Directions
Resume the blog post below about a contract lawyer's lost free time, writing on from its last sentence.

Excerpt to read
------------------------------------------------

When I started this blog, I promised that it would be a lively place, with lots of posts. I promptly broke that promise and have been blogging infrequently at best. Part of why I broke the promise was because I got a long-term semi-permanent gig, which is every contract lawyer's dream. I'm still my own boss: I can take on other work if I have the time and the desire, I can continue to work from home unless my client wants me in the office, and I have the continued flexibility to deal with the children's needs as they arise. What I don't have any more is time. My time used to be an ebb and flow thing. Some weeks would be insanely crazy when I had a big project, and some weeks would be scarily peaceful, when no clients called. It was during those weeks that I blogged. Now, I'm always busy.
Perhaps if it was only my work that had gotten busy, I could still find time to come to this site and pour my heart out on a regular basis about all the interesting things contract attorneys can do, the hurdles they face, and the problems they can solve. With Murphy Law's precision, however, just as my work amped up, so too did the domestic demands on my time. I call it the curse of affluence.
When I was a child, my immigrant parents hung in there by the skin of their teeth. Our economic situation could best be described in the same terms Mr. Micawber used when explaing the secret of happiness to David Copperfield: "Annual income twenty pounds, annual expenditure nineteen pounds nineteen and six, result happiness. Annual income twenty pounds, annual expenditure twenty pounds ought and six, result misery." Translate that fine economic line into dollars, and you have my childhood.

------------------------------------------------

Given information
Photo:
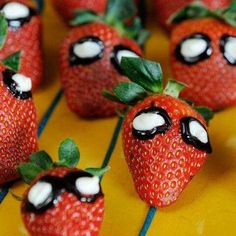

------------------------------------------------

Answer to this problem
In a way, the absence of money made things simple. My parents struggled, and my sister and I went to school. We had one after school athletic activity and one musical activity, for a total of two hours a week -- and that was it. It helped that my sister and I weren't very gifted when it came to either sports or music. No coach or teacher ever had the urge to try to guilt my overworked and overspent parents into pouring more time and money into anything extracurricular.
Things are different with my children. While my husband and I are not rich (more's the pity), we also are fortunate in that we don't live on the economic razor's edge that plagued my parents. We can afford the (take a deep breath here as I begin my list): indoor soccer, outdoor soccer, baseball, swimming, boys chorus, girls chorus, martial arts, girl scouts, and whatever else that comes along. It takes a bite, but we can afford it.
Things are also different with my children when it comes to talent. They both run like the wind, the boy can hit a ball, the girl can swim like a fish, the boy can punch and kick, and both sing like angels. Neither my husband nor I can quite grasp the genetic source for all these talents, but we are appreciative nevertheless.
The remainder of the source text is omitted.